WHAT THE TASK REQUIRES »
Please tally the lines in the data below that contain the word "green". Give only the number.

>> start DATA PROVIDED

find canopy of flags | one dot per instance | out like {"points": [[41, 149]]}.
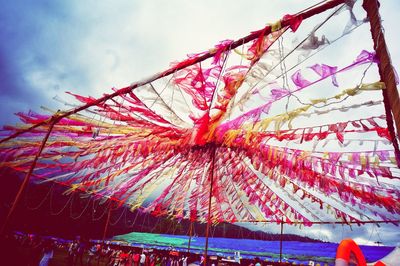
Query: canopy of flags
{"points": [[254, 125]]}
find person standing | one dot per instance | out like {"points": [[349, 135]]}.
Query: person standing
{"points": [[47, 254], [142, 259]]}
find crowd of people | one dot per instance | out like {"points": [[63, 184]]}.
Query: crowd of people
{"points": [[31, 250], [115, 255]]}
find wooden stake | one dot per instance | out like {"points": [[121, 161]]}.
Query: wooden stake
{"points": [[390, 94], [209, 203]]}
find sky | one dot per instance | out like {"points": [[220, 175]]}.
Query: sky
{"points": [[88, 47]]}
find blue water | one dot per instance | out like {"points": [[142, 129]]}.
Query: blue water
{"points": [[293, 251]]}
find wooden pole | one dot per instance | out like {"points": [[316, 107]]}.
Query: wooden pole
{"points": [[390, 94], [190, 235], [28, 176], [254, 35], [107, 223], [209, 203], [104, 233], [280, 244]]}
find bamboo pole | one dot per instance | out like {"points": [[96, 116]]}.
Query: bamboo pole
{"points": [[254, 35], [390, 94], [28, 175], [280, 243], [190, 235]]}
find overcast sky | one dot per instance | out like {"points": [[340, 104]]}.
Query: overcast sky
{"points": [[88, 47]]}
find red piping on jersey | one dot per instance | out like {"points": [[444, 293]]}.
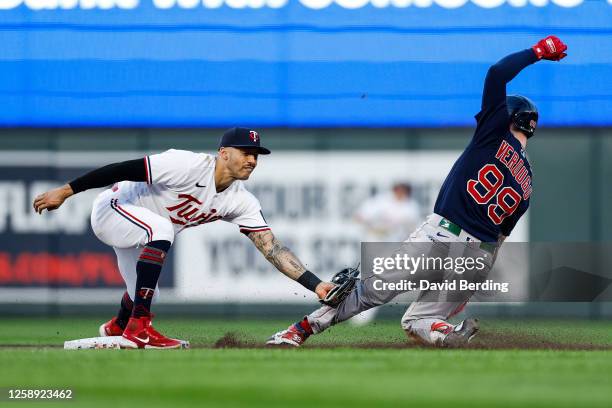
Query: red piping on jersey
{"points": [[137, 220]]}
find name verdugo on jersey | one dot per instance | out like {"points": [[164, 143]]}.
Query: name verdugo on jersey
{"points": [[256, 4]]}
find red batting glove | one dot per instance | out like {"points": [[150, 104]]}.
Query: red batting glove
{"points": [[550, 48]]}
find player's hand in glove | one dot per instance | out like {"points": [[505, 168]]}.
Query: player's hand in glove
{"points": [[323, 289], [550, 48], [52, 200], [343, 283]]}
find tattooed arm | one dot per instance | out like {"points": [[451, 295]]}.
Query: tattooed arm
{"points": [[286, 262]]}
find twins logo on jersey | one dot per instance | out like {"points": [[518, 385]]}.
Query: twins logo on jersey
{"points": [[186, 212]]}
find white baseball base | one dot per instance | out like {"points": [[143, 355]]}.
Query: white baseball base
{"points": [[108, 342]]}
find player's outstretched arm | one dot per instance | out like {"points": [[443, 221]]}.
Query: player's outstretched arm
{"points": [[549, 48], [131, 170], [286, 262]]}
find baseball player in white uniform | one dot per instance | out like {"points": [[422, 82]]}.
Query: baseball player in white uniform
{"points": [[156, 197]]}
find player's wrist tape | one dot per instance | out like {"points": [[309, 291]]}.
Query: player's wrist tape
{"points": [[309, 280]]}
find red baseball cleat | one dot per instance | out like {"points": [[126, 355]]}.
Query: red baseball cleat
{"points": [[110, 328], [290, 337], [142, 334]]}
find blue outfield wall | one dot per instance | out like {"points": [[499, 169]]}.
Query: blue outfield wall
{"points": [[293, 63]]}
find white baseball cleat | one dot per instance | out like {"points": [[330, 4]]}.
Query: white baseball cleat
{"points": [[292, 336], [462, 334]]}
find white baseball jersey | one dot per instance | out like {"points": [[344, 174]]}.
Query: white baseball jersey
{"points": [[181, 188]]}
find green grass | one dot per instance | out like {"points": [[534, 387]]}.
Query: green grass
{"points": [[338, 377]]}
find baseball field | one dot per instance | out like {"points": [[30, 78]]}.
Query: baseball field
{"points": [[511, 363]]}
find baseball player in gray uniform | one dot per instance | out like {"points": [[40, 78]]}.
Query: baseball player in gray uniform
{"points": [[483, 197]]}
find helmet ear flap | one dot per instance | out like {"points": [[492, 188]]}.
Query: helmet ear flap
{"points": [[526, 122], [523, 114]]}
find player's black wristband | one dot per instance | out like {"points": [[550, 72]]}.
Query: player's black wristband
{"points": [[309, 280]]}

>> end DATA PROVIDED
>> start DATA PROVIDED

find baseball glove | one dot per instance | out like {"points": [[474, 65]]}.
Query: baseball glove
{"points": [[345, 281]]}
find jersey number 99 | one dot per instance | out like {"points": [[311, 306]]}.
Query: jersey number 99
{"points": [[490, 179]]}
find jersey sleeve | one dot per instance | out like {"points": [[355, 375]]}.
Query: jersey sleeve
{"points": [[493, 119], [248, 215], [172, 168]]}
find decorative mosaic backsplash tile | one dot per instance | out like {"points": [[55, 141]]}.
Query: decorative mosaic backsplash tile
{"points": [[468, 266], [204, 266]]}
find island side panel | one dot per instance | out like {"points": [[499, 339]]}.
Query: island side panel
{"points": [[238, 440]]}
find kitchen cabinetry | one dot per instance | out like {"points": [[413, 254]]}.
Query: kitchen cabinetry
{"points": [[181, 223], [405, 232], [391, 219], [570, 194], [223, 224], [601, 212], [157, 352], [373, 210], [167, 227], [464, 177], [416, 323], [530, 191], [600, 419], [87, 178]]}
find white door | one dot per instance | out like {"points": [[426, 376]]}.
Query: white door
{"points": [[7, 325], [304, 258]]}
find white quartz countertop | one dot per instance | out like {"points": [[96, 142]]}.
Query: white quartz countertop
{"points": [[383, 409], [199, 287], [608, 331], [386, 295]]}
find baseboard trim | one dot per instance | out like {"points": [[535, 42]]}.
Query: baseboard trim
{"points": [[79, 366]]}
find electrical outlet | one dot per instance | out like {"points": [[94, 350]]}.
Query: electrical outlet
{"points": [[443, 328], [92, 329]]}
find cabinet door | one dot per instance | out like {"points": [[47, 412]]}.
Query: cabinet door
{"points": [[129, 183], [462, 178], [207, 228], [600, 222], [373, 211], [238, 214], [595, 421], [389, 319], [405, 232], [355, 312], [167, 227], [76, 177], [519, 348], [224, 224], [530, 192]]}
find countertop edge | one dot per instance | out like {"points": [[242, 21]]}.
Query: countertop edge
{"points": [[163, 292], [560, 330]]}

>> end DATA PROVIDED
>> start DATA PROVIDED

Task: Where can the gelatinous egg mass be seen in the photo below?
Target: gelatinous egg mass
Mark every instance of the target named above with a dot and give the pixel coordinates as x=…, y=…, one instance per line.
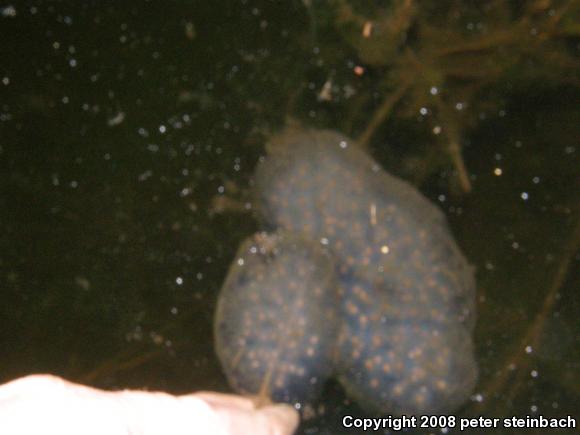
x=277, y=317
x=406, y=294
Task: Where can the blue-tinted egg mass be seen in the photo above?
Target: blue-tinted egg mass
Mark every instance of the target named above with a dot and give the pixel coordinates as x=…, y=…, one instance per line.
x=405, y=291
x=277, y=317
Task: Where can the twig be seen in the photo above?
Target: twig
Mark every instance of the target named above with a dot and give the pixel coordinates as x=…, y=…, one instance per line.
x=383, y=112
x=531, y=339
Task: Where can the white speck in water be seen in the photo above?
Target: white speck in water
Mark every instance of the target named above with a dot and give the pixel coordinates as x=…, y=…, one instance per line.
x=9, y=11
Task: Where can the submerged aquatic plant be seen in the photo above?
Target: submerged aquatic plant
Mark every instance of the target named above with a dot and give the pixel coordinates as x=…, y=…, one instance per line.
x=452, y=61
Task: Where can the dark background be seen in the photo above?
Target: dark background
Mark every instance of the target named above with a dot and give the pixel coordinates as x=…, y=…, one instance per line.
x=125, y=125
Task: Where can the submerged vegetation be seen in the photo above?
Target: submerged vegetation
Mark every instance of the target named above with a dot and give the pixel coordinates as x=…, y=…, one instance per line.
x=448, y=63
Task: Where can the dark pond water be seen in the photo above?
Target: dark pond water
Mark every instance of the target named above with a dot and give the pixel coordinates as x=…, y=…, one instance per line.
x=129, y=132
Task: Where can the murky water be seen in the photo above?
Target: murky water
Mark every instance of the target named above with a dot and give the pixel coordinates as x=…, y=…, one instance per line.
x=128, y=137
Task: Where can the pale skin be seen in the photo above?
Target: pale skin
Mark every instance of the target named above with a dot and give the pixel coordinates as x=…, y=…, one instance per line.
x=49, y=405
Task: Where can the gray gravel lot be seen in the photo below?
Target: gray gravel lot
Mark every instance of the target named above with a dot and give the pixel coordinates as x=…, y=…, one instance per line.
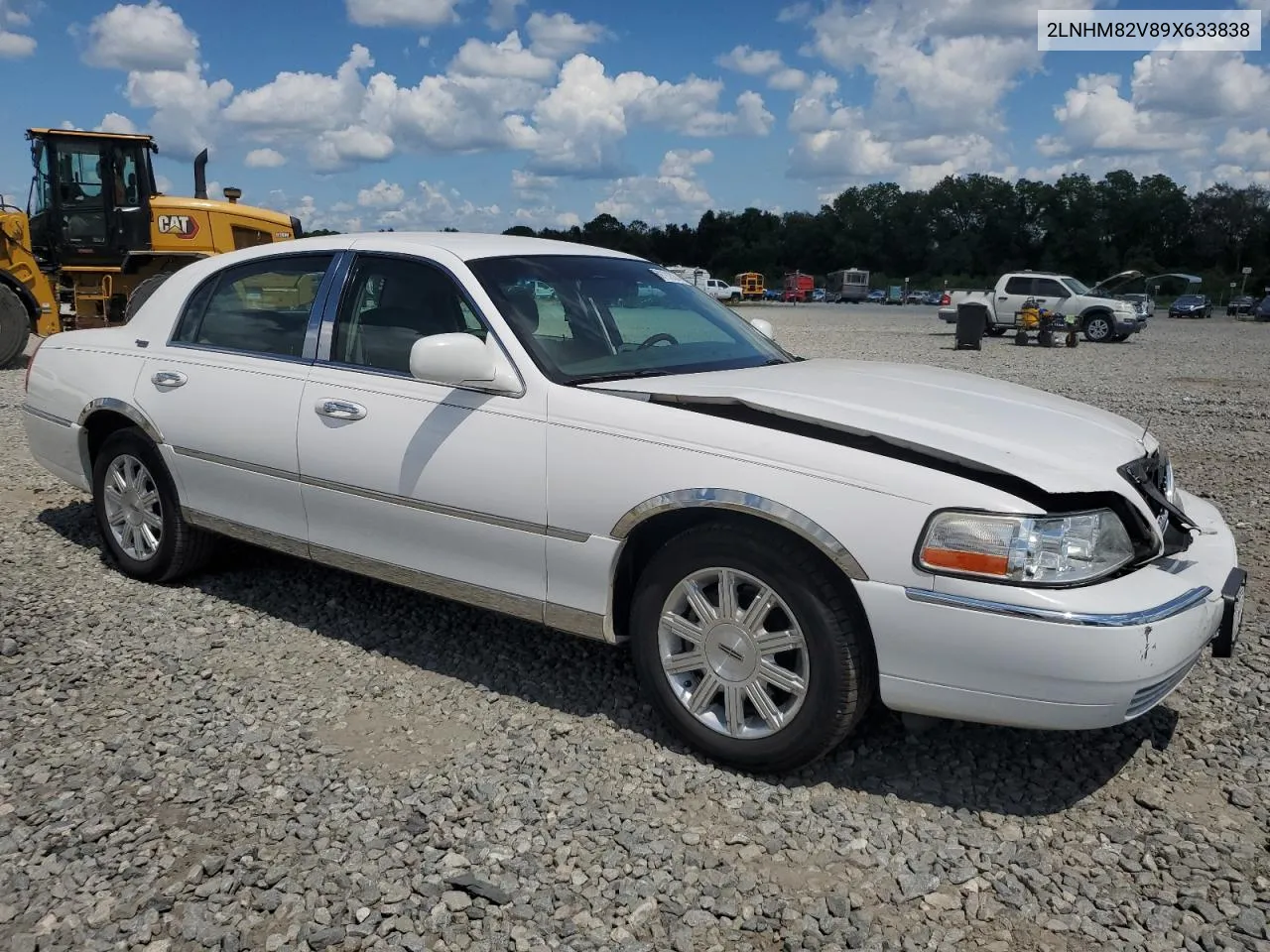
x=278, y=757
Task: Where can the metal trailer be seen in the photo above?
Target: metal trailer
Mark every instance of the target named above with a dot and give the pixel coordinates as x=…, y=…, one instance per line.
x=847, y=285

>> end DATA PROVIDED

RESULT »
2